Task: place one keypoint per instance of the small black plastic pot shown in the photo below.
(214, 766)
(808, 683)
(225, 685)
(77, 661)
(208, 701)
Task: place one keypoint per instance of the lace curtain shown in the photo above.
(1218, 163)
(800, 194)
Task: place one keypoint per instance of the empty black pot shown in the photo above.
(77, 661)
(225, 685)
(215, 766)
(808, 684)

> _Written exercise_
Please format the material above as a JSON list of strings, with one string for each line and blank lines left out.

> _Solution to the problem_
[
  "Task: place one keypoint per instance of the small black plastic pot shown in the photo below.",
  "(214, 766)",
  "(808, 683)",
  "(225, 685)",
  "(77, 661)",
  "(208, 701)",
  "Task: place one keypoint per instance of the lace curtain shown in the photo above.",
  "(1218, 163)",
  "(800, 194)",
  "Task: place one keypoint per instance of the empty black pot shown in the photo above.",
  "(77, 661)",
  "(225, 685)",
  "(215, 766)",
  "(808, 684)"
]